■ **Document**
Cette nouvelle organisation des sons se développe pendant des siècles jusqu'à Monteverdi, ce compositeur du XVIIe siècle qui maîtrisera à la perfection les règles de la polyphonie. Alors que «l'antiquité ne concevait la musique que sous forme de monodie: une ligne mélodique, parfois ponctuée de rythmes de percussion, mais excluant toute idée d'un accompagnement même sous-entendu»[3], la construction polyphonique est la base de la musique moderne.

Ceux qui ont déjà assisté à une assemblée où l'on fait chanter la foule, ont sans doute déjà constaté qu'instinctivement certains participants accompagnent à l'octave ou à la quinte le chant collectif. C'est à des tâtonnements semblables que l'on doit l'apparition de l'organum, dont les règles furent codifiées au IXe siècle par le moine Hucbald de Flandres, comme genre esthétique.

■ **Consigne écrite 1**
Formatez en liste JSON de chaînes les lignes des entrées, de celle qui contient « the ceiling, the » jusqu'à la dernière ligne des entrées. Chaque ligne donne une chaîne et les lignes vides sont exclues.
Le texte et les entrées ont des origines distinctes.

■ **Enregistrements du jeu de données de pointage**
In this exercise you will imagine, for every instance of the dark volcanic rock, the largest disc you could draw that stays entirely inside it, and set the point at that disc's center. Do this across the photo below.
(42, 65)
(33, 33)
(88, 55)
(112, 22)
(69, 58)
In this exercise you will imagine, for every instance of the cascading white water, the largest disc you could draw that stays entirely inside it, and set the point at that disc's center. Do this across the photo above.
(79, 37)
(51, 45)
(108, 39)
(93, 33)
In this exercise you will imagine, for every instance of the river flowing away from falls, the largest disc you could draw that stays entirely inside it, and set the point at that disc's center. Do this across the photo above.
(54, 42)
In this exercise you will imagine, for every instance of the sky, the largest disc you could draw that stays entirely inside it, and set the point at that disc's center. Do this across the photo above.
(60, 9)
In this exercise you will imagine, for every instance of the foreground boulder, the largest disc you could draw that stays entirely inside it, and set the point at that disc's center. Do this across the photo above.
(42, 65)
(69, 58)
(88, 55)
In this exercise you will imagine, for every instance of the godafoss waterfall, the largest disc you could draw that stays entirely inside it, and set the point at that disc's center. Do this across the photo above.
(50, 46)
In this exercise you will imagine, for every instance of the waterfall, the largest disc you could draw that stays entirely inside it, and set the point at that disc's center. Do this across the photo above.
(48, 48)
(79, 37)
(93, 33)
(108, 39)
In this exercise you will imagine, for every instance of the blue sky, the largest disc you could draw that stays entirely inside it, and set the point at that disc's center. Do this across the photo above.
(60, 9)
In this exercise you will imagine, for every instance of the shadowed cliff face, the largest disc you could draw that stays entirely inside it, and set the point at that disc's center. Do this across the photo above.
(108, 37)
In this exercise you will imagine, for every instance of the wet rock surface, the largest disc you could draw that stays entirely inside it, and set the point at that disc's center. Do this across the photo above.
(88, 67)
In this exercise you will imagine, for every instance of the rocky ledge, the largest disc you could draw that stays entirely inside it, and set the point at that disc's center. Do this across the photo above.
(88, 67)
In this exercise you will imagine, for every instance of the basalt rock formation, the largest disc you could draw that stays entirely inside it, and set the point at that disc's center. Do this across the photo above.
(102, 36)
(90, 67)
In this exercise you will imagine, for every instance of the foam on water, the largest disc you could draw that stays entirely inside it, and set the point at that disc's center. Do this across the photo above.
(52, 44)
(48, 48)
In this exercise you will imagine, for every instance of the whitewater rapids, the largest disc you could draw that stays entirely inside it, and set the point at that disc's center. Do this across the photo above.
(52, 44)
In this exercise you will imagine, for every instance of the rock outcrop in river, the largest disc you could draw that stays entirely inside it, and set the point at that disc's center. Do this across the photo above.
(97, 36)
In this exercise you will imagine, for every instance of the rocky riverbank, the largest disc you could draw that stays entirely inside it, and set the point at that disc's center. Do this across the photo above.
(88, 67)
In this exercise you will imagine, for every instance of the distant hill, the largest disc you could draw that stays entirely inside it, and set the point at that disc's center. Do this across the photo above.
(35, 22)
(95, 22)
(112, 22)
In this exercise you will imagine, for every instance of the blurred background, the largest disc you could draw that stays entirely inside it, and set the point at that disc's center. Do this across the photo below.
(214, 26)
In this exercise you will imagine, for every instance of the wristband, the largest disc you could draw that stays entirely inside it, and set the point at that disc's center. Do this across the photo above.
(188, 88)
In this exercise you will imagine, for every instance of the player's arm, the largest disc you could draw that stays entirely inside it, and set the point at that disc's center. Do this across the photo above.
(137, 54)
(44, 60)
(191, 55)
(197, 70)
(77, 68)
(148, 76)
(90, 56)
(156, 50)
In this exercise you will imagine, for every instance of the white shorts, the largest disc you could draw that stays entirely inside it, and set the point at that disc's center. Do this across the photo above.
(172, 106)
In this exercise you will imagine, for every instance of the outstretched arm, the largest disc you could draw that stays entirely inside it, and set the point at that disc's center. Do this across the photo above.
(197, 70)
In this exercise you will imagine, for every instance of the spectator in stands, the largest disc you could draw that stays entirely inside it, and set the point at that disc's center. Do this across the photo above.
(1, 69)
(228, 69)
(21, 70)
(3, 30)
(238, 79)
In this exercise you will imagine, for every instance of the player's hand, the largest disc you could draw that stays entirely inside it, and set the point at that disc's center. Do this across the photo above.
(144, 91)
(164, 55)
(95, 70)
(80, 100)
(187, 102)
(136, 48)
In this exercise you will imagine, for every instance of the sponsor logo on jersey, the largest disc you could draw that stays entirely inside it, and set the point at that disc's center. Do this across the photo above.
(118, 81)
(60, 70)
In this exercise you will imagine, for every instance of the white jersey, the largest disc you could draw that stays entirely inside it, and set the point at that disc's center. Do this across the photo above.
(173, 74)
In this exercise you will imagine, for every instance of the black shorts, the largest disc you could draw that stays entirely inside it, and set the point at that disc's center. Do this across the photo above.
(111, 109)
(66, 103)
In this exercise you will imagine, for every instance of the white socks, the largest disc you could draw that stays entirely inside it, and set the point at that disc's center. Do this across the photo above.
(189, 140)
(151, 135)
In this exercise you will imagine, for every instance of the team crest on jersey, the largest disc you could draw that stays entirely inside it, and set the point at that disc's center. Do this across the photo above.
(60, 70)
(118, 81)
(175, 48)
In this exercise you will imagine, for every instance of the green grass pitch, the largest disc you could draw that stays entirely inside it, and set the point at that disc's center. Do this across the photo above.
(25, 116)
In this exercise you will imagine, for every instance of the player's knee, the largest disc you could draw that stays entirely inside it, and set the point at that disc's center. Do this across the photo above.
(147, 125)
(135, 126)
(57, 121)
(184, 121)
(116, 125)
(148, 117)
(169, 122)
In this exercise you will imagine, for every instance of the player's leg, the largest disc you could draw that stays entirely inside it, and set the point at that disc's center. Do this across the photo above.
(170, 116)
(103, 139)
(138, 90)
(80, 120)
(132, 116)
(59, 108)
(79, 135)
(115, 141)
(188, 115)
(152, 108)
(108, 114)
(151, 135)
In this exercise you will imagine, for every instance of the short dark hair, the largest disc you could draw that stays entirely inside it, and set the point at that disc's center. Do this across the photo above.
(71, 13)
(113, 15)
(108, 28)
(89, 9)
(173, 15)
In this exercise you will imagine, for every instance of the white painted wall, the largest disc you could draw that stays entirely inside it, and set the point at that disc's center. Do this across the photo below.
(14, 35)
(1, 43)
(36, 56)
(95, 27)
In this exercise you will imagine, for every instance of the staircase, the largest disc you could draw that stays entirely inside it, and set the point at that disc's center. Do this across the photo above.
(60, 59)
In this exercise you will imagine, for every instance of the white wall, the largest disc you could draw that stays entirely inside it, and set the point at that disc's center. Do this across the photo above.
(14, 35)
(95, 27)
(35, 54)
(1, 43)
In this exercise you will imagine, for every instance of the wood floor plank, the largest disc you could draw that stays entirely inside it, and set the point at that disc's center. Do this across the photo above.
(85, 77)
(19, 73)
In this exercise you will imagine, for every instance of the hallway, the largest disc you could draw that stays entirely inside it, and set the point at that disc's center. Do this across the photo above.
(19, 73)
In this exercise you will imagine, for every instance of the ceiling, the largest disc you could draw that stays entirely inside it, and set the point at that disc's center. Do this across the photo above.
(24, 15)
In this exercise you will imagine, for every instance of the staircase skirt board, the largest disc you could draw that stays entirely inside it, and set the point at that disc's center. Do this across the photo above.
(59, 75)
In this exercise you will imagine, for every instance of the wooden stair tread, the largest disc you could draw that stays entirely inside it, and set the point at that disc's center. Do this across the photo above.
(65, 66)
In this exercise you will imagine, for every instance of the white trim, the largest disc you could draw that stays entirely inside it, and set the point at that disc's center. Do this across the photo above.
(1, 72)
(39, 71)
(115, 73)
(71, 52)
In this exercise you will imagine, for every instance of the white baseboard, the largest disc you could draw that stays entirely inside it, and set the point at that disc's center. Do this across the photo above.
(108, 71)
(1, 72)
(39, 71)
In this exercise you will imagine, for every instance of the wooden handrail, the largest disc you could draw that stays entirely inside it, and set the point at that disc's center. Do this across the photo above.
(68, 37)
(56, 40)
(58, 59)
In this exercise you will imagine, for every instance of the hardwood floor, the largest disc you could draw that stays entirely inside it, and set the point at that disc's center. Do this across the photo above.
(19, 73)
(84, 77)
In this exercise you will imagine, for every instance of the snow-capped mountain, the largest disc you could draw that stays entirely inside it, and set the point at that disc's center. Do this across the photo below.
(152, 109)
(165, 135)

■ **Consigne écrite 2**
Selon le texte, à quel siècle les règles de l'organum ont-elles été codifiées ?

■ **Résultat de l'exercice 1**
[
  "In this exercise you will imagine, for every instance of the ceiling, the largest disc you could draw that stays entirely inside it, and set the point at that disc's center. Do this across the photo above.",
  "(24, 15)",
  "In this exercise you will imagine, for every instance of the staircase skirt board, the largest disc you could draw that stays entirely inside it, and set the point at that disc's center. Do this across the photo above.",
  "(59, 75)",
  "In this exercise you will imagine, for every instance of the wooden stair tread, the largest disc you could draw that stays entirely inside it, and set the point at that disc's center. Do this across the photo above.",
  "(65, 66)",
  "In this exercise you will imagine, for every instance of the white trim, the largest disc you could draw that stays entirely inside it, and set the point at that disc's center. Do this across the photo above.",
  "(1, 72)",
  "(39, 71)",
  "(115, 73)",
  "(71, 52)",
  "In this exercise you will imagine, for every instance of the white baseboard, the largest disc you could draw that stays entirely inside it, and set the point at that disc's center. Do this across the photo above.",
  "(108, 71)",
  "(1, 72)",
  "(39, 71)",
  "In this exercise you will imagine, for every instance of the wooden handrail, the largest disc you could draw that stays entirely inside it, and set the point at that disc's center. Do this across the photo above.",
  "(68, 37)",
  "(56, 40)",
  "(58, 59)",
  "In this exercise you will imagine, for every instance of the hardwood floor, the largest disc you could draw that stays entirely inside it, and set the point at that disc's center. Do this across the photo above.",
  "(19, 73)",
  "(84, 77)",
  "In this exercise you will imagine, for every instance of the snow-capped mountain, the largest disc you could draw that stays entirely inside it, and set the point at that disc's center. Do this across the photo below.",
  "(152, 109)",
  "(165, 135)"
]

■ **Résultat de l'exercice 2**
Au IXe siècle.